This is the pain that never ends…
I have been in pain all damn day. My tolerance for it is slowly diminishing. I haven’t been too active today but it doesn’t care. I did manage to take a shower, which my back didn’t like. It kept on cramping on me. I am ready to call UNCLE and take my strong pain pill. I take my meds in about 45 mins so I will decide then whether or not to take it. I just came up the stairs so my foot/ankle are angry with me.
I got the tail end of BPD chat on twitter. I met another transgender person so I followed him and he followed me back. He is also a writer, which is cool. I hope we can become friends. It would be nice to have another TG person to talk to about the issues we face.
I read a little more than a chapter in the Robert Lowell book. He has an interesting history dating back to the Mayflower. I love reading about people that have such detailed ancestors dating way back. I don’t know much about my lineage. And unfortunately, with my father gone, there is no way of knowing. I know I can go to like Ancestry.com but it’s not the same when it’s handed down from generation to generation. There are a lot of cousins in Italy and France that I know of but they don’t know me and I don’t know them. It’s kind of sad. I don’t speak either language so that makes it harder to keep the lines of communication open.

## [DATA SHOWN]
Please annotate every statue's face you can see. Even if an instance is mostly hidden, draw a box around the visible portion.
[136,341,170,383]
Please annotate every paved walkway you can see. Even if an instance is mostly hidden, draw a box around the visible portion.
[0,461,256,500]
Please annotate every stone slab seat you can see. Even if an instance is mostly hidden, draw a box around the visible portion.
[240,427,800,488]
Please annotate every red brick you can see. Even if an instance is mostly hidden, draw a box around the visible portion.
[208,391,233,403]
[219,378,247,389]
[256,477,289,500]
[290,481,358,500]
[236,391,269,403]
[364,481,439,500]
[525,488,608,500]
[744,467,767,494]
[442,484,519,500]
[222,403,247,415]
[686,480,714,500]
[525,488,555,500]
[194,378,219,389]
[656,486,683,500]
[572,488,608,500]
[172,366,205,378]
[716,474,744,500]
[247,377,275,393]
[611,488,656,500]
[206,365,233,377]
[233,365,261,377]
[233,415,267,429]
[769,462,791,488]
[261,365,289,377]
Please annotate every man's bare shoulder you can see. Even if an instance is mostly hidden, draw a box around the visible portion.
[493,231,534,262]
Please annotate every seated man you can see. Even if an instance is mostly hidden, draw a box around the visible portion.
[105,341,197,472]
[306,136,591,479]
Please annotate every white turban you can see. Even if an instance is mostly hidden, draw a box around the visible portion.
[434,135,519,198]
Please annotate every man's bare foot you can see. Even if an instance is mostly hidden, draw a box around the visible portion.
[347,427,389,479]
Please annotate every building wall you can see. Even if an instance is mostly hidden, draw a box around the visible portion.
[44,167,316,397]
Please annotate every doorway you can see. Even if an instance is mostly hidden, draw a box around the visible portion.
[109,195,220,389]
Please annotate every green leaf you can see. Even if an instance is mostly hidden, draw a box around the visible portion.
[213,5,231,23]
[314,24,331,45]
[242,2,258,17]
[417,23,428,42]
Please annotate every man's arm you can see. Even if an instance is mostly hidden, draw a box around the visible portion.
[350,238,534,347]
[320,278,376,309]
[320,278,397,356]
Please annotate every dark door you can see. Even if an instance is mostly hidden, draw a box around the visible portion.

...

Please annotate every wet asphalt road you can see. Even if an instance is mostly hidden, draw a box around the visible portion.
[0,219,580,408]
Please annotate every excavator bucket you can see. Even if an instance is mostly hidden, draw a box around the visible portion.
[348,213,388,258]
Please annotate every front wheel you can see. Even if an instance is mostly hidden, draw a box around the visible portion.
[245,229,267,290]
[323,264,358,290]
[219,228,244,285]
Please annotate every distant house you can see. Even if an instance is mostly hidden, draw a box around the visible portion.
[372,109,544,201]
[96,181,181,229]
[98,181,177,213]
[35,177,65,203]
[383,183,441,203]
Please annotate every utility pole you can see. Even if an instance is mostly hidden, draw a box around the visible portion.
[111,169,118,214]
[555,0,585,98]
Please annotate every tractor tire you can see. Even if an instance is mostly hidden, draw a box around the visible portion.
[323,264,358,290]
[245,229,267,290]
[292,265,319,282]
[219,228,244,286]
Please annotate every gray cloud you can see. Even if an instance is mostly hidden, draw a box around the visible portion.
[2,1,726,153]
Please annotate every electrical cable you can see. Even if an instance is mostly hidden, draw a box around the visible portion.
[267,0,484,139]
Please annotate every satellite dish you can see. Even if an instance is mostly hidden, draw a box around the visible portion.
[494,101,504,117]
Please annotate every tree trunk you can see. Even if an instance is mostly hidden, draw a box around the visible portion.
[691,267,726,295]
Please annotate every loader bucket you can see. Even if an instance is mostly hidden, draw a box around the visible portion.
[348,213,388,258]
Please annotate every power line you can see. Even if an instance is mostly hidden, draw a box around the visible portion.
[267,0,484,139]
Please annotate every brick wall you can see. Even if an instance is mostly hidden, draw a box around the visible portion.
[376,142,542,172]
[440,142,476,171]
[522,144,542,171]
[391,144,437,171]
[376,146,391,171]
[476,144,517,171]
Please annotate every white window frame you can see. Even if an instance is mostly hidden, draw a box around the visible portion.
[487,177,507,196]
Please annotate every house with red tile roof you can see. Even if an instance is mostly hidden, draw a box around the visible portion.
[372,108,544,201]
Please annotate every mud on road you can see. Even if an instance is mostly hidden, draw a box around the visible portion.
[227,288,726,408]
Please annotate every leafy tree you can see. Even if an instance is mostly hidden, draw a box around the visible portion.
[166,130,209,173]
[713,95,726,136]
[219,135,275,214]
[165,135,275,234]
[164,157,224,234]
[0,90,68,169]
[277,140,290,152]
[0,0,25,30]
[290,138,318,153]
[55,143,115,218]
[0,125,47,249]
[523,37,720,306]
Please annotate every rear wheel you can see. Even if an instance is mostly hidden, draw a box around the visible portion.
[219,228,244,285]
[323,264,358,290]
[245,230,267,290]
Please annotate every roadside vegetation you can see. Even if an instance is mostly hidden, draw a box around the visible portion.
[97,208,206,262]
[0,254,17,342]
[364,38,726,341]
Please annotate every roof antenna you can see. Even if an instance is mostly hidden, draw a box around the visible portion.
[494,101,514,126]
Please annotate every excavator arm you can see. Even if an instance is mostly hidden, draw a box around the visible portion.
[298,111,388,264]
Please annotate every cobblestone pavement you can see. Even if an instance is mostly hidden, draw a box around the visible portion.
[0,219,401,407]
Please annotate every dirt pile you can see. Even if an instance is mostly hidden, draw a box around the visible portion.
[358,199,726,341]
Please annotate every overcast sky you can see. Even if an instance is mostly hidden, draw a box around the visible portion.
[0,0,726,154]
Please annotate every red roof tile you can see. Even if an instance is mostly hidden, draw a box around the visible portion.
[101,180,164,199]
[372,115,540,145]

## [WORK TASK A]
In the blog post about living with pain, in which two countries do the writer's cousins live?
## [WORK TASK B]
Resume the blog post about living with pain from the point where it stops.

## [RESPONSE A]
Italy and France.

## [RESPONSE B]
I have been tired for most of the day. I have so far avoided taking a nap. It will be bed time soon so I can go to sleep then. I hope I can sleep. Pain is usually the number one reason to keep me up more than my thoughts. And the way my ankle and toes are feeling right now, I doubt I will be able to sleep. It’s a gnawing type of pain that goes right into my bones. And I just realized I haven’t done my med box for the week. SHIT! I totally forgot. I guess I will take them on the fly tonight and then fill it tomorrow. I can’t stand too long to fill the box. My ankle will kill me the way it’s hurting right now.
Other than calling three therapists tomorrow, I have no other plans. It’s supposed to be warmer so I might go to Starbucks to write. I have to get a frappucino to complete my stars reward. Tomorrow is the last day as I forgot to get one on Friday. I like the rewards because you get to get free stuff faster. I also need to get some coffee for the house. I got half a bag or less of Pike so need to get it before I run out. I love Pike coffee. I used to get their breakfast blend coffee but I think I am just going to stick with Pike as I am so used to it. When I don’t have it, I can tell right away that it’s different. I hope the spring brings in new flavors of their Reserve coffees. I haven’t seen one that I like yet. I got an email from Starbucks the other day that had notes of apricot. No thanks! I like apricot as a fruit, not in my coffee.